DIRECTIVES:
A) Rewrite everything in the three-point linkage passage from "Often, the three-point" down to "to the frame.", swapping "frame" for "chassis".
B) According to the three-point linkage passage, what is the lower lift arm assembly linked to?
C) Can you pick up the three-point linkage description where it stops and carry it on?

Often, the three-point
hitches include a hitch tube that can be received by a receiver hitch on the
work machine, which
causes the receiver hitch to be occupied. Other three-point hitch arrangements
are desired.
SUMMARY
In one embodiment, a three-point linkage system includes a frame, an upper
lift arm assembly
pivotally mounted to the frame and a lower lift arm assembly pivotally mounted
to the frame.
The lower lift arm assembly is linked to the upper lift arm assembly for
movement therewith. An
actuator is connected to the frame and the upper lift arm assembly to move the
upper lift arm
assembly and the lower lift arm assembly linked to the upper lift arm assembly
relative to the
frame. A top link arm is pivotally connected to the upper lift arm assembly
such that the top link
arm moves with the upper lift arm assembly as the upper lift arm assembly is
moved by the
actuator. The top link arm including connecting structure for connecting the
top link arm to an
implement.

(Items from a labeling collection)

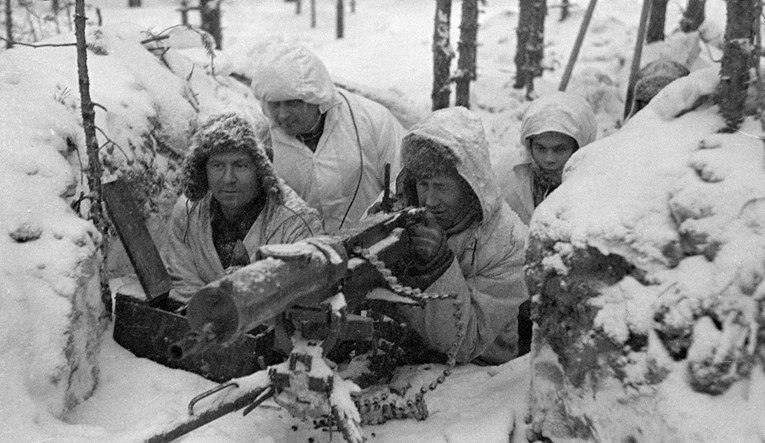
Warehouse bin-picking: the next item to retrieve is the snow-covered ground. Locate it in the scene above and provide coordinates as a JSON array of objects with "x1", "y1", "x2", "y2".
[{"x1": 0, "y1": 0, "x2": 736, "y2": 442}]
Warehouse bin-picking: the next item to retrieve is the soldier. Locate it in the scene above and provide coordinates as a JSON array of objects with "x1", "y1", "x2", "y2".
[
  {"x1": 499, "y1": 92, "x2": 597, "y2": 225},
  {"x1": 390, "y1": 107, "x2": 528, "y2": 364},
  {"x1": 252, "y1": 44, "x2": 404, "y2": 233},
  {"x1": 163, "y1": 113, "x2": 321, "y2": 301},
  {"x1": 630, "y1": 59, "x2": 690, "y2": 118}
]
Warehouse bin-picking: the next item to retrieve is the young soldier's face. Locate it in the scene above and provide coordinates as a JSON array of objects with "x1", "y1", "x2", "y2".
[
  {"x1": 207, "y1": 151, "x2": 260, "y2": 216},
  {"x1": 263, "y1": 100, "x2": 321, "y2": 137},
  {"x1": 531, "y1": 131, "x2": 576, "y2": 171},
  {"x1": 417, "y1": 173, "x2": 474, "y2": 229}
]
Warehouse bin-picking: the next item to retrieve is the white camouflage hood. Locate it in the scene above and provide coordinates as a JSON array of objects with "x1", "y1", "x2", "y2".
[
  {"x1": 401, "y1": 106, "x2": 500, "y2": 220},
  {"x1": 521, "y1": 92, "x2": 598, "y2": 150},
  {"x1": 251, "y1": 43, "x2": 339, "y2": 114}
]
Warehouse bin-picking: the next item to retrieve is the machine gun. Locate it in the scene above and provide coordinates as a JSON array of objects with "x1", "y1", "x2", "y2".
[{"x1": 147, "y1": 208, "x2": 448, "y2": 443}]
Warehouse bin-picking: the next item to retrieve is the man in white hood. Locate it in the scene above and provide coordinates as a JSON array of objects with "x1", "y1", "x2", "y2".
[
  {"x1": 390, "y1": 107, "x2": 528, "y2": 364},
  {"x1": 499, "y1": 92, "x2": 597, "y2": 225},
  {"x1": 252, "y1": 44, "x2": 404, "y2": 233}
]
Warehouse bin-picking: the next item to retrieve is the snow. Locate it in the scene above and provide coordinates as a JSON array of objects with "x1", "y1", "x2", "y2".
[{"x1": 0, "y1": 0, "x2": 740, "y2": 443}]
==
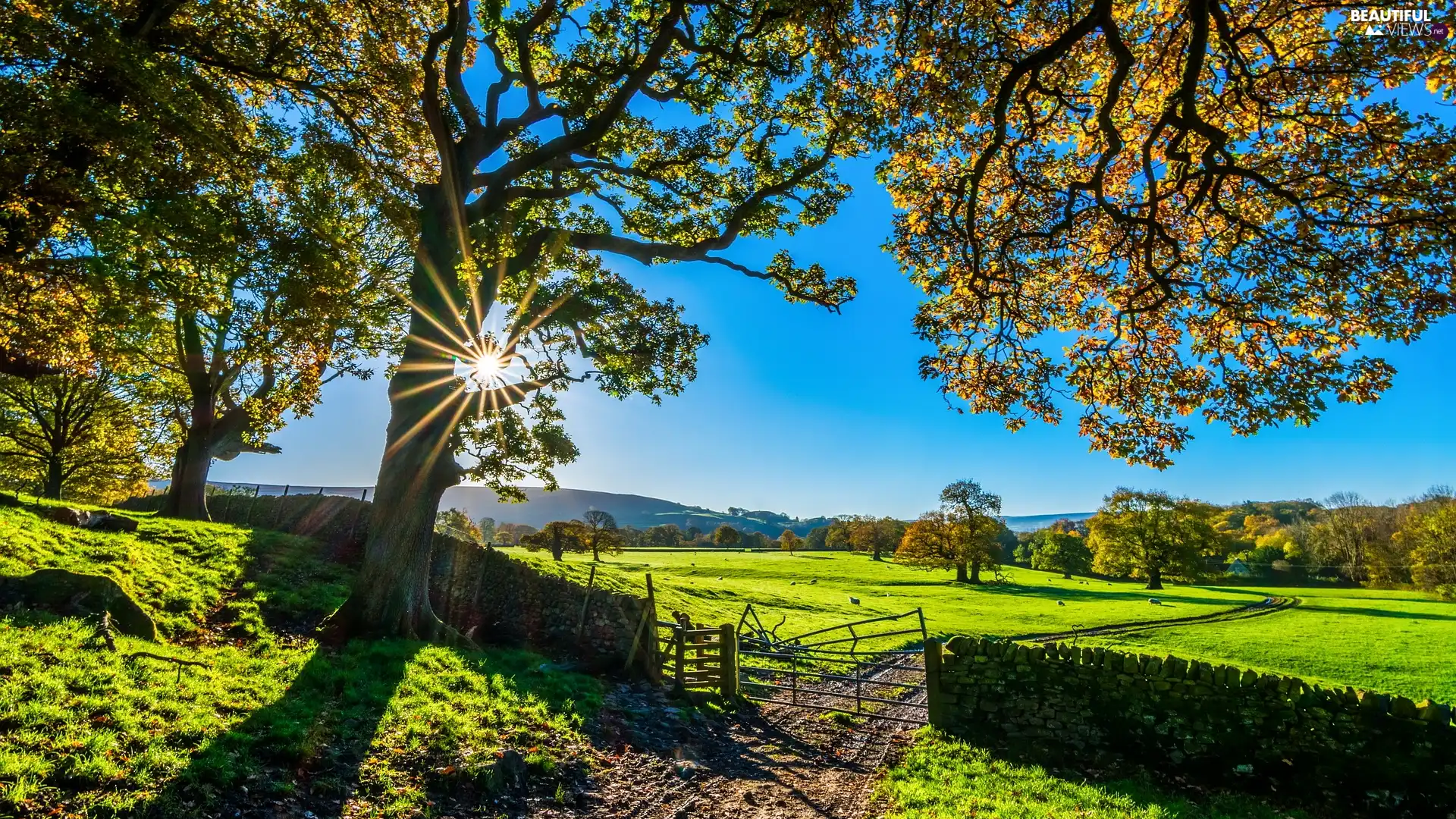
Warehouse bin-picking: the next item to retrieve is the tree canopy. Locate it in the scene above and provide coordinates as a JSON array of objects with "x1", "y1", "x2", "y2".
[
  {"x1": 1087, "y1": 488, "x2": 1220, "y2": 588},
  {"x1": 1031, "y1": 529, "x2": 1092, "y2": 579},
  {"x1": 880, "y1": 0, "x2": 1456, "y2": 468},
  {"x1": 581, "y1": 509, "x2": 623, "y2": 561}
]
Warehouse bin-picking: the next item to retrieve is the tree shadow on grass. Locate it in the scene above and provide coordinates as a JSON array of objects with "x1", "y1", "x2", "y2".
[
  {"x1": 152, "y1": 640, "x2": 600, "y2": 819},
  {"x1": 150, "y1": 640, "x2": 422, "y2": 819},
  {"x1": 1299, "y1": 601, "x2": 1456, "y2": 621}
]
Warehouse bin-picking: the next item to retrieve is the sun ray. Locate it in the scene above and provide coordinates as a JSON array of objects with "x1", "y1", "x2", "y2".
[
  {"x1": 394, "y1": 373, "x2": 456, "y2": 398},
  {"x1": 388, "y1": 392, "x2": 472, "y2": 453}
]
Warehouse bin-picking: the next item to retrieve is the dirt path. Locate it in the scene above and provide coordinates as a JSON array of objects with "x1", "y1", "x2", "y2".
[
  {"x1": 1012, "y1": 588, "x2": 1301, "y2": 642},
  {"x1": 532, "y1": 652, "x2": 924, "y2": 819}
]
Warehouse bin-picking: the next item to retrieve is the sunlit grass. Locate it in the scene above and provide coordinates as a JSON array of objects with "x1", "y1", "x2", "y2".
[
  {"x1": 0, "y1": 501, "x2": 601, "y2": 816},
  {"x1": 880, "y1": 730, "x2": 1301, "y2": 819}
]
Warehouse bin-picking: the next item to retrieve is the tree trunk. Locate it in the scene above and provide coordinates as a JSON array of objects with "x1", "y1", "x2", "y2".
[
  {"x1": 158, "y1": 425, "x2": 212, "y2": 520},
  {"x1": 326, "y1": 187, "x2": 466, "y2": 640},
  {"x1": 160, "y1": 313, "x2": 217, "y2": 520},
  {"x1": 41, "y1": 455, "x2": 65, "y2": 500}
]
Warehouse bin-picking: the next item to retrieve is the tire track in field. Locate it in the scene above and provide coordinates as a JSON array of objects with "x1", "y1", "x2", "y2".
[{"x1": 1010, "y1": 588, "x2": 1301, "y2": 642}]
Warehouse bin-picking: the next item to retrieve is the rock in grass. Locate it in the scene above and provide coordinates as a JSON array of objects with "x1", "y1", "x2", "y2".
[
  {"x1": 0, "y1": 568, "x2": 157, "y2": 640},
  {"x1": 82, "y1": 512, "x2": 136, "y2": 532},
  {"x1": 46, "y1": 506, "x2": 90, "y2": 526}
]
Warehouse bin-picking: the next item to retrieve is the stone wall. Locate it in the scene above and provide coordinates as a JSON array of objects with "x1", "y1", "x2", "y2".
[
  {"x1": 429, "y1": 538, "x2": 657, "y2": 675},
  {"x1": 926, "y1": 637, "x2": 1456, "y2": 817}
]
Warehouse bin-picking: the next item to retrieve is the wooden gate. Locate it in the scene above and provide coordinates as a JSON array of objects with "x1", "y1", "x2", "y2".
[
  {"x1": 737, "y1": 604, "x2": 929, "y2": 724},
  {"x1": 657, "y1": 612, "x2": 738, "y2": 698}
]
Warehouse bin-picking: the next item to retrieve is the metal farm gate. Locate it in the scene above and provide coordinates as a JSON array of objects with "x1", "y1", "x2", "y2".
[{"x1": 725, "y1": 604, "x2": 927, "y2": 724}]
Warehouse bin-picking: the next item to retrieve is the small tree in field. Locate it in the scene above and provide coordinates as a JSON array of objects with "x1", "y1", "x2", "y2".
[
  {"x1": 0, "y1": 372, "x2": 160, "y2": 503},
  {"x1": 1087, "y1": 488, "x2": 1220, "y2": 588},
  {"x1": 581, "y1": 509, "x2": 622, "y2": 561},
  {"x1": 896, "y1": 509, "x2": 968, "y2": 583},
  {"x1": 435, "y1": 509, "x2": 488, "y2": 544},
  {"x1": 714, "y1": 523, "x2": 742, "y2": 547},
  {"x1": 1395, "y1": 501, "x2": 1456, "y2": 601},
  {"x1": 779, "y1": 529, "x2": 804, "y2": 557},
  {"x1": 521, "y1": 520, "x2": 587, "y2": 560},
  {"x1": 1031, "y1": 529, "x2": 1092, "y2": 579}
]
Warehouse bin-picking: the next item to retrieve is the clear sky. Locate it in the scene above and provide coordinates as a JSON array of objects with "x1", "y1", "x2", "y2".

ANSWERS GIVEN:
A)
Often, the three-point
hitches include a hitch tube that can be received by a receiver hitch on the
work machine, which
causes the receiver hitch to be occupied. Other three-point hitch arrangements
are desired.
SUMMARY
In one embodiment, a three-point linkage system includes a chassis, an upper
lift arm assembly
pivotally mounted to the chassis and a lower lift arm assembly pivotally mounted
to the chassis.

B) The upper lift arm assembly, for movement with it.

C)
In another embodiment, a utility vehicle system includes a utility vehicle
including a vehicle
frame including upper support beams that extend from front to rear of the
utility vehicle on
opposite sides of the utility vehicle and an upper transverse support beam
that extends between
the upper support beams. A hitch receiver is connected to the vehicle frame. A
three-point
linkage system includes a linkage frame and a hitch tube connected to the
linkage frame. The
hitch tube is received by the hitch receiver. An attachment is connected to
the linkage frame.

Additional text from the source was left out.